### Problem details
Echo the material below line for line, without changing a single character.

-- Start of Dataset extract --

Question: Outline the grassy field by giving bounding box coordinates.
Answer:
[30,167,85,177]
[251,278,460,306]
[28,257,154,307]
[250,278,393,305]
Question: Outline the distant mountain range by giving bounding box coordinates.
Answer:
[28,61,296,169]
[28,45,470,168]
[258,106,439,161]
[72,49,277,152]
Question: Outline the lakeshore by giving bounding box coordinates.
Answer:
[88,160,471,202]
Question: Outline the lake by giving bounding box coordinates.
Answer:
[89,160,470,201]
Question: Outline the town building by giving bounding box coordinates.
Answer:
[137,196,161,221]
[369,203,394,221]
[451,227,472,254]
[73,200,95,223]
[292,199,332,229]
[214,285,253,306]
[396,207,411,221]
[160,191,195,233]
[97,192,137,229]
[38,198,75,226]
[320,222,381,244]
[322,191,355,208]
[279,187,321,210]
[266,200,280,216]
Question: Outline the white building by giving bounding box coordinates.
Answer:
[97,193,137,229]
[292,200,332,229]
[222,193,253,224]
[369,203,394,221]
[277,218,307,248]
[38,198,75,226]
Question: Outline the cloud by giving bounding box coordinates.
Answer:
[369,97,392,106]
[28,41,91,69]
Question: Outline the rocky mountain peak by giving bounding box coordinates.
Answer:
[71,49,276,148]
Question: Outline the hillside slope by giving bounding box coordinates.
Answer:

-- End of Dataset extract --

### The answer
Question: Outline the grassy field by giving bounding box coordinates.
Answer:
[30,167,85,177]
[251,278,460,306]
[28,257,154,307]
[250,278,393,305]
Question: Outline the distant mountain range by giving bounding box coordinates.
Answer:
[28,61,296,169]
[28,45,470,168]
[258,106,439,161]
[72,49,277,152]
Question: Outline the lakeshore by giving bounding box coordinates.
Answer:
[88,160,471,202]
Question: Outline the lake by giving bounding box coordinates.
Answer:
[89,160,470,201]
Question: Outline the town building by giving bounding box coordinates.
Answer:
[137,196,161,221]
[369,203,394,221]
[451,227,472,254]
[73,200,95,223]
[292,199,332,229]
[214,285,253,306]
[396,207,411,221]
[160,191,195,233]
[97,192,137,229]
[38,198,75,226]
[320,222,381,244]
[322,191,355,208]
[279,187,321,210]
[266,200,280,216]
Question: Outline the white building by giving bounding box coordinates.
Answer:
[97,193,137,229]
[292,200,332,229]
[222,193,253,224]
[369,203,394,221]
[277,218,307,248]
[38,198,75,226]
Question: Outline the cloud by giving bounding box coordinates.
Answer:
[369,97,392,106]
[28,41,91,69]
Question: Outline the rocky mountain peak by giving bounding box coordinates.
Answer:
[71,49,276,148]
Question: Outline the hillside slope by giving bounding box coordinates.
Answer:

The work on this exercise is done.